=== REQUIRED WORK ===
Pick out every line of the records that contains the word "headphones", and copy each one in full.

....

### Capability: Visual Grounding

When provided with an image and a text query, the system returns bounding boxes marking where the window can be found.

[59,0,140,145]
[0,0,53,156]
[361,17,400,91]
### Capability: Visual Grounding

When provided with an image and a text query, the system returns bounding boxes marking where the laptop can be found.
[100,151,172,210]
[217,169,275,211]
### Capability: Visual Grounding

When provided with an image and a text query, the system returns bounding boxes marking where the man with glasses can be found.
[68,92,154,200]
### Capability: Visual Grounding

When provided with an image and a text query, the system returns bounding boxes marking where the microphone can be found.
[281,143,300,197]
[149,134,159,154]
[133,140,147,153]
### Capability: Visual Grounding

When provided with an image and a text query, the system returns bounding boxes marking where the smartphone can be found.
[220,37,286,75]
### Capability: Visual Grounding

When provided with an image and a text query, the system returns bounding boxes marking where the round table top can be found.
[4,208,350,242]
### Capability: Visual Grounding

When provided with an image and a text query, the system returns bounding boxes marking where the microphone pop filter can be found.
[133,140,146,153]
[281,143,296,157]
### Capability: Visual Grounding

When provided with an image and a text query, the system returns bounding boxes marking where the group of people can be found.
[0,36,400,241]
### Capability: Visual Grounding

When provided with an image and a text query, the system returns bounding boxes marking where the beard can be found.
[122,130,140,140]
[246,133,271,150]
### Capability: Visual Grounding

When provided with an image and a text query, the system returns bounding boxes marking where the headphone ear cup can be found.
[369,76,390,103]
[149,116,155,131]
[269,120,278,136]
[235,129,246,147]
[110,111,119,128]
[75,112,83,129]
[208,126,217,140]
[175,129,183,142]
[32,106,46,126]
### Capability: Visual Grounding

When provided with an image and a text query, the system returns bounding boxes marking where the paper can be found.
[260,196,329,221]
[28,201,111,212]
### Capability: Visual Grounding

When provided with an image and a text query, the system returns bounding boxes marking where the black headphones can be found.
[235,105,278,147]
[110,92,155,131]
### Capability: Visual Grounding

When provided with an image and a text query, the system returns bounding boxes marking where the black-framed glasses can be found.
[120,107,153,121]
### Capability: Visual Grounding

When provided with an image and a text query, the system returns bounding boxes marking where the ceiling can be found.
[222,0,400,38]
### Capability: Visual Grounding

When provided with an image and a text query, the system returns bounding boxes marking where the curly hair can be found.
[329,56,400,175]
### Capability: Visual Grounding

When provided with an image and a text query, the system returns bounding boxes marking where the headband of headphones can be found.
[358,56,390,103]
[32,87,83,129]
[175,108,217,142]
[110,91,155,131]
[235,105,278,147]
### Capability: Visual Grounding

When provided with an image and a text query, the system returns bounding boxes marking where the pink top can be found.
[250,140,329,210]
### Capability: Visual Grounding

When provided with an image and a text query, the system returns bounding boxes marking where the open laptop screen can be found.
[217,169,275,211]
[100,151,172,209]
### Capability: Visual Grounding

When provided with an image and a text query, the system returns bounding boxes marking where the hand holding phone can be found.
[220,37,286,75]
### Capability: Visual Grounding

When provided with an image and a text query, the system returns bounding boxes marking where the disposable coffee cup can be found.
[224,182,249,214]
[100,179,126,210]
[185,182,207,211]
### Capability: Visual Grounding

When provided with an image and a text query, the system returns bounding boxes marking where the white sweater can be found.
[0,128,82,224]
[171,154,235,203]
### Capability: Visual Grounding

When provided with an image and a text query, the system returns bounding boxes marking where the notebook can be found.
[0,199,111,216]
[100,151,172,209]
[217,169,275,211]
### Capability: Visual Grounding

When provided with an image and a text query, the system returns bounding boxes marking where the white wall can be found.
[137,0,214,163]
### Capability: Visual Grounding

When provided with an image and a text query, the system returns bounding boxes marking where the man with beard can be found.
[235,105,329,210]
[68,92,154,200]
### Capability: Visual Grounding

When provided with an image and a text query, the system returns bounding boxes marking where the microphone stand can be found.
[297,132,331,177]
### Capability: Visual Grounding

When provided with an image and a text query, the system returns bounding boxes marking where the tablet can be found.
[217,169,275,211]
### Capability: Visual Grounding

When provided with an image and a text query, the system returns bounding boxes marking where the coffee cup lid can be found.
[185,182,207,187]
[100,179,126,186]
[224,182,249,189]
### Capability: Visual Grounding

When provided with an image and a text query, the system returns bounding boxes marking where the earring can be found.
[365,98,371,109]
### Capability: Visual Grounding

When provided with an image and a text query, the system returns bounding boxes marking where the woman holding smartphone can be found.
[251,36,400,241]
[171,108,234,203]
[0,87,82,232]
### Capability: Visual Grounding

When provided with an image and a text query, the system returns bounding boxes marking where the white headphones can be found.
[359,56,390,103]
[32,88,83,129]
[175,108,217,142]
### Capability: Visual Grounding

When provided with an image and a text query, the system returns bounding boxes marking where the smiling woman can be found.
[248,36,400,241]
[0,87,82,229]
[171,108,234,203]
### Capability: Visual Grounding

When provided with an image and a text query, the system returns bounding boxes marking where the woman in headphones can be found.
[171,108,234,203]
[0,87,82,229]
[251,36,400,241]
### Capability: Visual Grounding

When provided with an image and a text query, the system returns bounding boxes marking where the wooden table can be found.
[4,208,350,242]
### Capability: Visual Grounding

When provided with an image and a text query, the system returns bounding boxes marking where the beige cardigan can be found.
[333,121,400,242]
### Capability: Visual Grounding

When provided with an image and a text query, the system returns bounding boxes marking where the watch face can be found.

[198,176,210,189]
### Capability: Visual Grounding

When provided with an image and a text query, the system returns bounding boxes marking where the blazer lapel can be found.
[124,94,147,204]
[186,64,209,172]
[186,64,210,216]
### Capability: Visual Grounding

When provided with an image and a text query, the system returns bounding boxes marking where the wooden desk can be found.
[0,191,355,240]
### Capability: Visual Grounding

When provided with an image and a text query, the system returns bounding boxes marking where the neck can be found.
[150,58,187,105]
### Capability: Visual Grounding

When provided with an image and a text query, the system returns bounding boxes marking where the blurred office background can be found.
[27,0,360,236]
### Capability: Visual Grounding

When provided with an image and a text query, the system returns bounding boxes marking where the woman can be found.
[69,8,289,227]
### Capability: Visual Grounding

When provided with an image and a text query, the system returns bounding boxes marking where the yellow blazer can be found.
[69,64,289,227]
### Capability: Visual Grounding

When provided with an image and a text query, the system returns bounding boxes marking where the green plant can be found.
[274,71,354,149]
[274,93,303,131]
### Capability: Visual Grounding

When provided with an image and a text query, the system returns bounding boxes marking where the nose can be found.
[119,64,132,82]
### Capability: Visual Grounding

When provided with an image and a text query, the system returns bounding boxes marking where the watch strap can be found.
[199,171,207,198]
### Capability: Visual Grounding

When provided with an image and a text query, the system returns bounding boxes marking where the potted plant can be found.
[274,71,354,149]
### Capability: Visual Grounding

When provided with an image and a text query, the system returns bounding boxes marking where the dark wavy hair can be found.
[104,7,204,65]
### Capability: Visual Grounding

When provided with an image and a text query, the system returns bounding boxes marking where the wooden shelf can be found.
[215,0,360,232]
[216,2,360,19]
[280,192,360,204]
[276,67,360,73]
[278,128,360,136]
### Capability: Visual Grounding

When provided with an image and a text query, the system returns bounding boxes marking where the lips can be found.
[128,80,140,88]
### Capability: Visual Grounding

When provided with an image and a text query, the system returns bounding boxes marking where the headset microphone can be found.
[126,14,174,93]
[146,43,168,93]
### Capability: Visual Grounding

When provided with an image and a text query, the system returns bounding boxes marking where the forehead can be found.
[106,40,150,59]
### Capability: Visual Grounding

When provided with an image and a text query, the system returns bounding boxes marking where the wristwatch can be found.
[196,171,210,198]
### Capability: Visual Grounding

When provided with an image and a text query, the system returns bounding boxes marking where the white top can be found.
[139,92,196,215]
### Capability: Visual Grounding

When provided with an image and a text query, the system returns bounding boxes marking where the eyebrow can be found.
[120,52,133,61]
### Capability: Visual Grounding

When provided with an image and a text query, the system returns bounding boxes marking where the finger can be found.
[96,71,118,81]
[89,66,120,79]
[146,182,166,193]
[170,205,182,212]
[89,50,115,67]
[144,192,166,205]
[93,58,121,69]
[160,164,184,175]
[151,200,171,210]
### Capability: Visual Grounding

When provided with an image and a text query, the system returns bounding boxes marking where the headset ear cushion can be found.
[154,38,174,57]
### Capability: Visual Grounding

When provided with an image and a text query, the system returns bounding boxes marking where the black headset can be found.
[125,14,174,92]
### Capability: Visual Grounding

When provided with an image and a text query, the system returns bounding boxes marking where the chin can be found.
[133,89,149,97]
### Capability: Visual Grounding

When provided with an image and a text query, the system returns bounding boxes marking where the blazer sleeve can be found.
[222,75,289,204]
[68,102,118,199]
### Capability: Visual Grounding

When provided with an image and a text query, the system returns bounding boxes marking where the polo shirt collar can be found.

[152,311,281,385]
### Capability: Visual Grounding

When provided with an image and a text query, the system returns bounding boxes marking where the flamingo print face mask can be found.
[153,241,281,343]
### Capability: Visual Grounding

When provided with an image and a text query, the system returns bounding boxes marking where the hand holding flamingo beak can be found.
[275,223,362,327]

....

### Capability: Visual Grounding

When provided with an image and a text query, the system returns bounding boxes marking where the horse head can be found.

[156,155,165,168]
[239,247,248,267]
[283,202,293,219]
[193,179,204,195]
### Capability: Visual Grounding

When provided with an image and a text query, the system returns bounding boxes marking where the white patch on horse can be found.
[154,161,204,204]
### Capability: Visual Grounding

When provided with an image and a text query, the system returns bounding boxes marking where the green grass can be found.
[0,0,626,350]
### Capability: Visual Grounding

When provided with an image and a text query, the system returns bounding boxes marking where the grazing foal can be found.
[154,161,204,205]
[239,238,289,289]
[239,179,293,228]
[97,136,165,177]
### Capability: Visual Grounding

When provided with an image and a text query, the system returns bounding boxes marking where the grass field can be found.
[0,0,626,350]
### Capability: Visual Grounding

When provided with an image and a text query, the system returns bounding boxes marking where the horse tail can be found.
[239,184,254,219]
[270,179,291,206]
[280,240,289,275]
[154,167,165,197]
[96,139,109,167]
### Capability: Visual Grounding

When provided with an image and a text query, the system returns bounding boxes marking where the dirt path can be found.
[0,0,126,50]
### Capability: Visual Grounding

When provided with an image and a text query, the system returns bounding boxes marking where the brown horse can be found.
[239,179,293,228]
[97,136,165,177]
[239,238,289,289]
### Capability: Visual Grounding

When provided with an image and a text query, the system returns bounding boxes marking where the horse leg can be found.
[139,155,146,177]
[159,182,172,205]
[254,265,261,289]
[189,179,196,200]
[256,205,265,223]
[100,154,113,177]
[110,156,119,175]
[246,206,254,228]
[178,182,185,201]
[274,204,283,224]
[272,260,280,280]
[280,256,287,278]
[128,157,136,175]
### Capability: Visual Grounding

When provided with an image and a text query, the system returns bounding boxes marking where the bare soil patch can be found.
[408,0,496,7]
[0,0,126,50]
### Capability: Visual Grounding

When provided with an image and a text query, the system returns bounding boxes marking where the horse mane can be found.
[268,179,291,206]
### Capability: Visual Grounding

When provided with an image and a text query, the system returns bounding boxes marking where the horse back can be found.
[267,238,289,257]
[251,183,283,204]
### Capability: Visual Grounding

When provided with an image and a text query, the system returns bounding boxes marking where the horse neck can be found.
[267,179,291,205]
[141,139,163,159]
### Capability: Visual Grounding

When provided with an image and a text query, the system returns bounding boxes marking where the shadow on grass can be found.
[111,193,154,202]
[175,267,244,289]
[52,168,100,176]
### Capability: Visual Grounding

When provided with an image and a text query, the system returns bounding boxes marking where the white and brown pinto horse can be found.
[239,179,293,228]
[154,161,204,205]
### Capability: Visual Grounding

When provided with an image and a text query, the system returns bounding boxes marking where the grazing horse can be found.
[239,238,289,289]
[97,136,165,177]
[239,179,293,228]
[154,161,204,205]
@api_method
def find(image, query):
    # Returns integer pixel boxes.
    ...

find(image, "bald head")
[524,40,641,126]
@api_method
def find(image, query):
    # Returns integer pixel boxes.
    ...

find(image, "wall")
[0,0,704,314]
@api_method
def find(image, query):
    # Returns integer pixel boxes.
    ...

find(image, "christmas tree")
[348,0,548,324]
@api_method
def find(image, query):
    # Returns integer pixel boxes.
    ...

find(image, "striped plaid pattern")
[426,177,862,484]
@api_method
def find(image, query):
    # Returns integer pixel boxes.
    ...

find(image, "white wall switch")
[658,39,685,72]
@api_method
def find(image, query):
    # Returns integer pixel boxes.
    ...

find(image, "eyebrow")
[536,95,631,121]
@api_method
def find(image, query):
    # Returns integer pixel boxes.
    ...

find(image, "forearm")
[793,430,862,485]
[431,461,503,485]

....

=== ANSWER TO THE EXERCISE ===
When provided with an image and a text query, the system returns bounding boxes marking where the black headphones can be found.
When provided with an image and a text query, the system returns bounding boxes marking where the headband of headphones can be found.
When provided with an image and a text query, the system returns bounding boxes marking where the white headphones can be found.
When provided with an image and a text query, the system returns bounding boxes marking where the woman in headphones can be found.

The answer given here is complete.